Written instruction a => Reproduce the stretch of the interview below from "You’re on the" through "in your songwriting?".

Supplied text =>
Yeah, that’s the thing. It’s not just the the instrument in your hands, and it’s not us, the people who are performing with you. It is also the space your’e in at a gig, the way that you amplify the music and to what degree you amplify it and how you get that all set up, that also influences the outcome as well. So these are all things that I find stimulating and interesting.
Do you find that burdensome with different rooms? Or is that a good challenge for you?
Well, the challenge for me in gigs has been getting a setup for myself where it’s pretty dependable and adaptable night after night. I try to take responsibility for what I’m sending to the sound engineer, so what’s actually arriving at the console doesn’t need fixing. It’s adaptable, you know, in certain places you can get away with doing it more exactly like an idealised way of running sound. But if you’re in a room where there’s problems, then I can kind of just adjust things so that it will get enough of what I’m after, out of that space without the rooms problem taking over. You often play in rooms where they’re not set up for sound, where the sound of the gig is kind of an afterthought. Sometimes things maybe not ideal but they can be interesting too. The sound of certain rooms like the Thornbury Theater can be interesting. That’s a room, that’s not really set up for a rock and roll band. Certain things are coming back to you from that big high ceiling and reflective surfaces, but you have to find a way to contend with it. You might even change the way you perform certain material, or you might even change the type of material you play based on what that room gives you and what’s actually going to assist you from that space.There’s no point in trying to struggle and fight against physics the whole night.
You’re on the record for saying that your songs aren’t all necessarily autobiographical in nature, and how there’s a truism that songwriters should ‘write what they know’. How important is storytelling, factual or fictional, in your songwriting?

Written instruction b => Please write out the entries below, from their start through the line that contains "POLYGON ((116 170, 122", with both ends included and the pictures left out.

Picture annotation records =>

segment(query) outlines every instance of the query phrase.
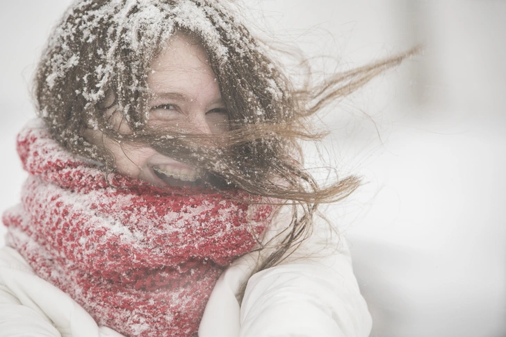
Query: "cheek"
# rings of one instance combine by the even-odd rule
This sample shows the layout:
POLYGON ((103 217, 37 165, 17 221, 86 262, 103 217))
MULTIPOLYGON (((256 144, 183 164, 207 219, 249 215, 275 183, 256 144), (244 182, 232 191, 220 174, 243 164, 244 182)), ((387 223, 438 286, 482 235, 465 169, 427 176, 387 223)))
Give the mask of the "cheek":
POLYGON ((116 170, 122 174, 135 178, 142 178, 142 172, 147 169, 149 159, 156 152, 149 148, 138 148, 131 145, 116 144, 109 148, 115 157, 116 170))

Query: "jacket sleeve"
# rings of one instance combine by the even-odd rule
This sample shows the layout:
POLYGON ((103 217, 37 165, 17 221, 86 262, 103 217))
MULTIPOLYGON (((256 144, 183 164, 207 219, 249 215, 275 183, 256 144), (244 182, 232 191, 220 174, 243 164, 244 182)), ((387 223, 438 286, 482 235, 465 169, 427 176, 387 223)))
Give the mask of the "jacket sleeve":
POLYGON ((0 249, 0 337, 122 337, 38 277, 15 250, 0 249))
POLYGON ((367 337, 372 321, 345 241, 319 223, 281 264, 254 275, 240 337, 367 337))

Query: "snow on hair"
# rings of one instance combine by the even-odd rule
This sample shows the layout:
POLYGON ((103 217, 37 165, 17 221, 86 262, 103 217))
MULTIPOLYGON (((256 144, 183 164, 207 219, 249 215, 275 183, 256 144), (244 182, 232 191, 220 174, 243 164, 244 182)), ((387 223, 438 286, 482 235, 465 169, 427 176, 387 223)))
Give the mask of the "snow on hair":
POLYGON ((318 204, 345 198, 359 183, 350 176, 321 187, 304 169, 298 141, 322 136, 311 131, 307 117, 414 51, 295 88, 268 48, 232 13, 219 0, 76 1, 49 39, 35 75, 35 96, 39 114, 57 141, 108 168, 114 168, 114 159, 88 143, 83 130, 147 144, 202 168, 209 173, 211 188, 231 186, 293 205, 286 236, 261 269, 278 263, 309 234, 318 204), (230 114, 231 130, 204 141, 219 140, 228 144, 225 148, 198 146, 202 135, 146 125, 150 64, 178 32, 202 44, 208 53, 230 114), (114 101, 106 107, 115 107, 131 132, 111 127, 104 107, 108 96, 114 101))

Exercise response a =>
You’re on the record for saying that your songs aren’t all necessarily autobiographical in nature, and how there’s a truism that songwriters should ‘write what they know’. How important is storytelling, factual or fictional, in your songwriting?

Exercise response b =>
segment(query) outlines every instance of the query phrase.
Query: "cheek"
# rings of one instance combine by the even-odd rule
This sample shows the layout:
POLYGON ((103 217, 37 165, 17 221, 86 262, 103 217))
MULTIPOLYGON (((256 144, 183 164, 207 219, 249 215, 275 183, 256 144), (244 182, 232 191, 220 174, 243 164, 244 182)), ((387 223, 438 286, 482 235, 465 169, 427 176, 387 223)))
Give the mask of the "cheek":
POLYGON ((116 170, 122 174, 135 178, 142 178, 142 172, 147 169, 149 159, 156 152, 149 148, 138 148, 131 145, 116 144, 109 148, 115 157, 116 170))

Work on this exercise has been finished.